Set down, word for word, the portion of the passage below on the 1874 addresses, starting with "Early in 1874" and going on through "May 15, 1874.".

===== Passage to read =====

Early in 1874 he took part in dedicating the hall of the Free Congregational Society in Florence, Massachusetts, and spoke very plainly about the faith in which he had lived while a slave. Soon after, he was invited to speak before the Free Religious Association in Boston, in company with its president, Rev. O. B. Frothingham, Mr. F. E. Abbot, of the "Index," Colonel Higginson, Dr. Bartol, and Rabbi Sonneschein. His letter, which was published in company with one from the founder of the Brahmo Somaj, is as follows:

"Dear Mr. Potter :

"WASHINGTON, D. C., May 15, 1874.

===== Material =====

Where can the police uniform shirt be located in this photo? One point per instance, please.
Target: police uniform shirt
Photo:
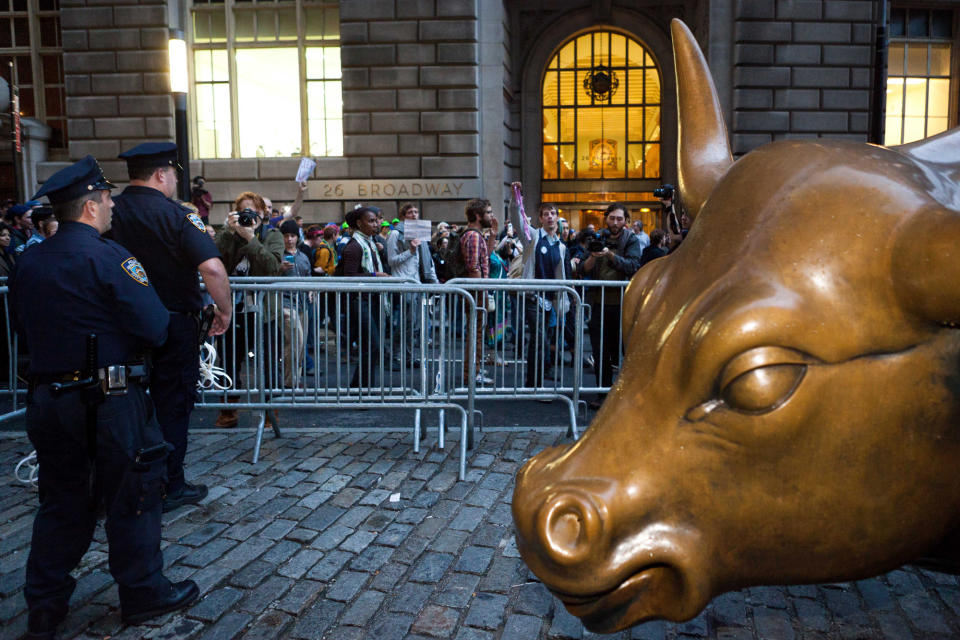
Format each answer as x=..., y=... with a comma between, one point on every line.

=====

_Response below_:
Early in 1874 he took part in dedicating the hall of the Free Congregational Society in Florence, Massachusetts, and spoke very plainly about the faith in which he had lived while a slave. Soon after, he was invited to speak before the Free Religious Association in Boston, in company with its president, Rev. O. B. Frothingham, Mr. F. E. Abbot, of the "Index," Colonel Higginson, Dr. Bartol, and Rabbi Sonneschein. His letter, which was published in company with one from the founder of the Brahmo Somaj, is as follows:

"Dear Mr. Potter :

"WASHINGTON, D. C., May 15, 1874.